Developmental delay and/or intellectual disability (DD/ID) 
affects 1-3% of all children and at least half of these are thought to 
have a genetic etiology. The genetic causes include microscopically 
visible chromosomal imbalances, copy number variants as well as 
point mutations. However, the genetic etiology remains unknown 
for at least 50% of all cases of DD/ID [1]. Diagnosis of DD/ID is 
challenging due to the broad spectrum of phenotypic presenta- 
tions, as patients with DD/ID often have congenital anomalies 
and/ or autism spectrum disorders. With the advent of massively 
parallel sequencing (MPS) or next generation sequencing (NGS), 
there has been expectation of an increased detection of the genetic 
causes of DD/ID. In particular, exome sequencing has been 
identified as an effective tool for discovery of new disease genes. 
However, many technical challenges remain including the uneven 
depth of coverage across the exome, gaps in coverage and 
mapping problems. In addition, there is the challenge of 
interpreting the clinical significance of the thousands of variants 
generated by exome sequencing.

» **Task instructions**
Please state what share of all children developmental delay and/or intellectual disability affects, according to the passage on developmental delay.

» **Supplied information**
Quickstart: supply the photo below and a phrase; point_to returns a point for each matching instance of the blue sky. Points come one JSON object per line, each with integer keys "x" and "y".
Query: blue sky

» **Answer space**
It affects 1-3% of all children.